Task instructions | Print only the line with "[indicate] the central" and the lines after it, ending with the last line of the material, each exactly as it stands.

(Source data)
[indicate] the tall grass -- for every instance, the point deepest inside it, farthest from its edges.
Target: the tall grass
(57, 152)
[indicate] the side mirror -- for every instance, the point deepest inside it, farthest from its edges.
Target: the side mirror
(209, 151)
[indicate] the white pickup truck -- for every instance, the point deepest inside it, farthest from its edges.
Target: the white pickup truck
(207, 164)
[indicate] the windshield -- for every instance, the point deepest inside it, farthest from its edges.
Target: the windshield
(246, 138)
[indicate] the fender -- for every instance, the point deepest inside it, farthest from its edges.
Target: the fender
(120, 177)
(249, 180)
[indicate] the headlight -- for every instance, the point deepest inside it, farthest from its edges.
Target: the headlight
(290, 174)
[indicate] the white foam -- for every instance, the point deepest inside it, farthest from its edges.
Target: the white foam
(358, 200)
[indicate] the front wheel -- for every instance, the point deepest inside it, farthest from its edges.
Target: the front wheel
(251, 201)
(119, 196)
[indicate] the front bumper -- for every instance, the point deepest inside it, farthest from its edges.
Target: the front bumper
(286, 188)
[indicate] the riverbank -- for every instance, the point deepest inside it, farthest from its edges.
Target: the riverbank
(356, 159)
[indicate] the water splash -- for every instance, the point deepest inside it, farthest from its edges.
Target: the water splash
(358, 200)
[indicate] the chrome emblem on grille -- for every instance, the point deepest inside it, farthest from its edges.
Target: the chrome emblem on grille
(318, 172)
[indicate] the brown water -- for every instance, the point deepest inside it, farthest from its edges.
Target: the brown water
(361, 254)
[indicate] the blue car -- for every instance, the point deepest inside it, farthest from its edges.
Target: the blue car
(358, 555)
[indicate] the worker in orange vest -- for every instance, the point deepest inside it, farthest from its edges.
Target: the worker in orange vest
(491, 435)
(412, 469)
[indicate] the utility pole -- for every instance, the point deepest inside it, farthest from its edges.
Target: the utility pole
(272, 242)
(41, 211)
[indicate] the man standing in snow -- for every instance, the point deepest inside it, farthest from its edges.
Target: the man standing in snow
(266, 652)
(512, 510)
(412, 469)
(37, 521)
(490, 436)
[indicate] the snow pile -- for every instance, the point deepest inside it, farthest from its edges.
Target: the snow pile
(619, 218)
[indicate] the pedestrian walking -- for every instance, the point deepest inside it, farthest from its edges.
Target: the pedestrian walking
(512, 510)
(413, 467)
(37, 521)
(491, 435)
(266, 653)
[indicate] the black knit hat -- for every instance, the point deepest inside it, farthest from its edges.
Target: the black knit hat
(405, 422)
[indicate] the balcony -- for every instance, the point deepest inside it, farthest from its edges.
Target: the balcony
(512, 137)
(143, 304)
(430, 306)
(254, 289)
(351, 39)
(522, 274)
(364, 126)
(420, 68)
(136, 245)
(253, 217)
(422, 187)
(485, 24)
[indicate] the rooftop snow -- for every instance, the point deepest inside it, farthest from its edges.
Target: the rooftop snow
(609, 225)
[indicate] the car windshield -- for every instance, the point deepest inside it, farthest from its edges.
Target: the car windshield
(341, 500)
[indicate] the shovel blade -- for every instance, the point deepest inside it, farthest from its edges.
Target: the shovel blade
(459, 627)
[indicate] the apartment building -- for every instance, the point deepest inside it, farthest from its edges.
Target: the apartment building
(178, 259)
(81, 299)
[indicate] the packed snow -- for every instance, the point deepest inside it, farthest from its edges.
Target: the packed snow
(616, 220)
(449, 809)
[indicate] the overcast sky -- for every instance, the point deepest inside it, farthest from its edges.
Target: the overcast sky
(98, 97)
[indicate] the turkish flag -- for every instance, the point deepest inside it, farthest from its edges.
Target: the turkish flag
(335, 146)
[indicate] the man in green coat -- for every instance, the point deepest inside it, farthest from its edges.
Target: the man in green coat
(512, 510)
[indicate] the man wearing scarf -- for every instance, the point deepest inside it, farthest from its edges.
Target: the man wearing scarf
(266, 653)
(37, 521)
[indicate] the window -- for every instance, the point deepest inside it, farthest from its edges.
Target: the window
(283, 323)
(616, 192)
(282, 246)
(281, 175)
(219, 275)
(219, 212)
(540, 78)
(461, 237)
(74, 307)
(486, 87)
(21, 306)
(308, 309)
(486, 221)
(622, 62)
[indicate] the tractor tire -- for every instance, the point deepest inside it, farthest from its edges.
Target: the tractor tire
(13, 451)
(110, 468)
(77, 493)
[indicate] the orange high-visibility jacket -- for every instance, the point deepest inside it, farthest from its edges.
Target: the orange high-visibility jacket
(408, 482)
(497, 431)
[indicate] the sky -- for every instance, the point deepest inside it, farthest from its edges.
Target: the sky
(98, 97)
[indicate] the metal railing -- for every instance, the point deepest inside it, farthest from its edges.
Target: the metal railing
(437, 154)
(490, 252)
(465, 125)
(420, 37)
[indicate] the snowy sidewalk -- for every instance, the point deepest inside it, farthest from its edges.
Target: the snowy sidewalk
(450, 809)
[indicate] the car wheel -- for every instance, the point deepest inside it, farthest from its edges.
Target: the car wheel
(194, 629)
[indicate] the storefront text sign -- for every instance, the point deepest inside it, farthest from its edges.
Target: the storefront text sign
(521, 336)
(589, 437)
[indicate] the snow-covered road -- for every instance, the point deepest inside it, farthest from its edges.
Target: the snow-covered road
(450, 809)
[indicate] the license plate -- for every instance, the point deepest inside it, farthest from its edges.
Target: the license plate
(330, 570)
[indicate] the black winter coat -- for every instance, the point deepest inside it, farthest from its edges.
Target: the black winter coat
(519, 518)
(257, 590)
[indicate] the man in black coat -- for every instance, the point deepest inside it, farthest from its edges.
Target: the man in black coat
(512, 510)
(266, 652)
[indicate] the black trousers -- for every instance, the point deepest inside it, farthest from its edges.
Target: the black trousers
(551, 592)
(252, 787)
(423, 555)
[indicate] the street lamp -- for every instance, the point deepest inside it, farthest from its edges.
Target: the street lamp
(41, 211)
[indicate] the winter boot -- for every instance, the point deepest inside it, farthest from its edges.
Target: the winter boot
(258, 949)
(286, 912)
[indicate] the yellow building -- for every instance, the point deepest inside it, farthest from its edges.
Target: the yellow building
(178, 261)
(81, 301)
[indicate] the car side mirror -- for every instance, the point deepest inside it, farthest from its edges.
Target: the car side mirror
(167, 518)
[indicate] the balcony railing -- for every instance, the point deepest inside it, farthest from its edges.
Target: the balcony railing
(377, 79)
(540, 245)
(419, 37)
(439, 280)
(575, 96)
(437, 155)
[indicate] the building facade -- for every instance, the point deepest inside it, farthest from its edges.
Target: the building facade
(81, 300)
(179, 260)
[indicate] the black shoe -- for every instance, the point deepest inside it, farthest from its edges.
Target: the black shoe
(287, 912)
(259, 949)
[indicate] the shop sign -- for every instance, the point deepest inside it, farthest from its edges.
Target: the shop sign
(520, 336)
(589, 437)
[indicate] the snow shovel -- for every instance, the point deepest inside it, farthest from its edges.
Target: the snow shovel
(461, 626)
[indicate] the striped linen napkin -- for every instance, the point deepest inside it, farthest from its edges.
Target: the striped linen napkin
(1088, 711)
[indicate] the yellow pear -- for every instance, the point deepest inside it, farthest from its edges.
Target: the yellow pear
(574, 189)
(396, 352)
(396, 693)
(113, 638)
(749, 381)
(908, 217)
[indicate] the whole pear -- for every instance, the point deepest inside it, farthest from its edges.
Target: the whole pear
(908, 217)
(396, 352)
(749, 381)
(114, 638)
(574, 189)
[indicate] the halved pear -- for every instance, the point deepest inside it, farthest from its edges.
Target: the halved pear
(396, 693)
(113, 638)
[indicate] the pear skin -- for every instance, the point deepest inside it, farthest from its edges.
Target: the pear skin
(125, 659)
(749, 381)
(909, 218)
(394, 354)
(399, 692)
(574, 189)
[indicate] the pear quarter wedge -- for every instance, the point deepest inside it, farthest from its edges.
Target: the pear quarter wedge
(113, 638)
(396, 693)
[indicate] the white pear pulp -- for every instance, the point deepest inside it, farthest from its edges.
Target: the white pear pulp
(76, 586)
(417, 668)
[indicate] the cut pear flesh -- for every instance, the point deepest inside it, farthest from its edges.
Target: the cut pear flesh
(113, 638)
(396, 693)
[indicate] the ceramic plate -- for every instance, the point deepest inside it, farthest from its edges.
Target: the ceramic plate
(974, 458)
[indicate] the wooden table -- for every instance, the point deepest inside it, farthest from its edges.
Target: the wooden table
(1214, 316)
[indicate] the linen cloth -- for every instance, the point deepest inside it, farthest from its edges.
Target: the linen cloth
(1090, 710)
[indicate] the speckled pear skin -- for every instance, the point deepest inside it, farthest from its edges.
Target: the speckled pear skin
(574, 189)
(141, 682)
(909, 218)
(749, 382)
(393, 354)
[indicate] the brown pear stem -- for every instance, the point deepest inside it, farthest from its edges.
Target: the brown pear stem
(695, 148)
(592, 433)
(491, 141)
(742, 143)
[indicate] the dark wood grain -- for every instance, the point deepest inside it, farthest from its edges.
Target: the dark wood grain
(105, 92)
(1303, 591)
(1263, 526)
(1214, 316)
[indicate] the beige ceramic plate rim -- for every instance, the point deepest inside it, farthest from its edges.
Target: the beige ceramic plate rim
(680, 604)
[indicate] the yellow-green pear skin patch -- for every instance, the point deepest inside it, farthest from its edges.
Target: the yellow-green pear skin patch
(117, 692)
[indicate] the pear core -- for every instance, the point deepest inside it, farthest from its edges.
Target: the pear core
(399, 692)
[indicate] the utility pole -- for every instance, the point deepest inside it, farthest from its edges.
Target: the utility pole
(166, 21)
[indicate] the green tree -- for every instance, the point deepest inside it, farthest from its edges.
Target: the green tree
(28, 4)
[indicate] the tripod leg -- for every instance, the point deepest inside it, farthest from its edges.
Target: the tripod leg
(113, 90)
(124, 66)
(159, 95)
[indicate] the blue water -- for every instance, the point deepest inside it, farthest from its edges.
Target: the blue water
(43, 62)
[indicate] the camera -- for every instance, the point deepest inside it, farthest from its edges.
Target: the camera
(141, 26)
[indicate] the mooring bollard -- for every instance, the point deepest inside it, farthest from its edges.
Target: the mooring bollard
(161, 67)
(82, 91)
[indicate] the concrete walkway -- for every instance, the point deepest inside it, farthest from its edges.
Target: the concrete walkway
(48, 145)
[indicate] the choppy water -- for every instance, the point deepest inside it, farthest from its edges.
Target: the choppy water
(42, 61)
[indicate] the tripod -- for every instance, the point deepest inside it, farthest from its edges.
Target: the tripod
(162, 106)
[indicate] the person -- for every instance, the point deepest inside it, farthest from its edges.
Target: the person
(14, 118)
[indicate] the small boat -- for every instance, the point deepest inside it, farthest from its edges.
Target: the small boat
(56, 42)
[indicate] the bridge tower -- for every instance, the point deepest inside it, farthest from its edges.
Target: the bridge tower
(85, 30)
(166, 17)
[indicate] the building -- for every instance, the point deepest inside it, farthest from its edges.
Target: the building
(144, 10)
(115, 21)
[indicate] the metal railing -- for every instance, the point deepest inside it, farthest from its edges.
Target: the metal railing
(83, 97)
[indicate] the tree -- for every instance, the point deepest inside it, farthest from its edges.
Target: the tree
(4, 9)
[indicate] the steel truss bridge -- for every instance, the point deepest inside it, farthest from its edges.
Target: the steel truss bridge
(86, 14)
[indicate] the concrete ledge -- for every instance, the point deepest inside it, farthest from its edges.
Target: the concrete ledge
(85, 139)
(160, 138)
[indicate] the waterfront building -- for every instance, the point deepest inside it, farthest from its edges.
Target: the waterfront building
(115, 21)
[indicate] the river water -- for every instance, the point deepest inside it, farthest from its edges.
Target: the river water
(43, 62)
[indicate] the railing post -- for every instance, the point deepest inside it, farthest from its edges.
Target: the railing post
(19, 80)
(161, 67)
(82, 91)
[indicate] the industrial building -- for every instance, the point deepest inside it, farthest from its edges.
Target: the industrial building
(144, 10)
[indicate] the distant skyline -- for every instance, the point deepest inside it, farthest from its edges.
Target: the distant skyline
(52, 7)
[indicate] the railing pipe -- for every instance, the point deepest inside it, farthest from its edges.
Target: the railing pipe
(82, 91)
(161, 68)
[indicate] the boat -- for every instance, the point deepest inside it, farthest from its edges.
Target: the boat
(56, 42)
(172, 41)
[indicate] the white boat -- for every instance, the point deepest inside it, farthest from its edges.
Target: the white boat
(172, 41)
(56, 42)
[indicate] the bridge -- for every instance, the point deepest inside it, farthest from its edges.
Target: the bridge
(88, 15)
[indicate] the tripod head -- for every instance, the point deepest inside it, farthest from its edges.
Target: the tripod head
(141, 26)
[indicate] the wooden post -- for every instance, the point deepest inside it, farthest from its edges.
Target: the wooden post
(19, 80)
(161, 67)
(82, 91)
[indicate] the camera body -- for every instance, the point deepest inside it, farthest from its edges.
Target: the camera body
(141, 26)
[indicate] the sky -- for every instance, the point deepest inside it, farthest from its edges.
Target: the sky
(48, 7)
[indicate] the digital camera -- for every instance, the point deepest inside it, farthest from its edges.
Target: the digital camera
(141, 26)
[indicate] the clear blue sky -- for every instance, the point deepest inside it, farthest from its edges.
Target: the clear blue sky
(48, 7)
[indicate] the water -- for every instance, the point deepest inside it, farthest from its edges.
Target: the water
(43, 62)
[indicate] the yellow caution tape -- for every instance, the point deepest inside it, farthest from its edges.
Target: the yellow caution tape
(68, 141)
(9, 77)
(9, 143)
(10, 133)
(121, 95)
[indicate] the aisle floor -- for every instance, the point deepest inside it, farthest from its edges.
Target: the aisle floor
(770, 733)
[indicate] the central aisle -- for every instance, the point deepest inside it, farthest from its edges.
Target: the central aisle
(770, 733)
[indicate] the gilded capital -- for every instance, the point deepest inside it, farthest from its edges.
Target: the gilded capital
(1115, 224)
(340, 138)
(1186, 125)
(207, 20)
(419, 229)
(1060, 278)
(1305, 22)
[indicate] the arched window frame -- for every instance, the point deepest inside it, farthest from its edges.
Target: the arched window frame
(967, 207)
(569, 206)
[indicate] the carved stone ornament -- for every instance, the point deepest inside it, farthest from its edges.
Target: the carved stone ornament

Output for this exercise |
[indicate] the central aisle -- for every instance, the point deepest inside it, farthest from its edges.
Target: the central aisle
(770, 733)
[indicate] the gilded capital -- for every instance, the point deepest inside it, farthest from its edges.
Target: the gilded capital
(1115, 224)
(340, 138)
(1186, 125)
(207, 20)
(419, 229)
(1060, 278)
(1305, 22)
[indicate] the arched window frame -- for every instance, the point deepest inside it, farthest from its edges.
Target: the arched window frame
(967, 207)
(569, 206)
[indicate] the carved stone ornament -- for every instance, the point deepest inside it, farthest from its edges.
Target: the carved stone ornament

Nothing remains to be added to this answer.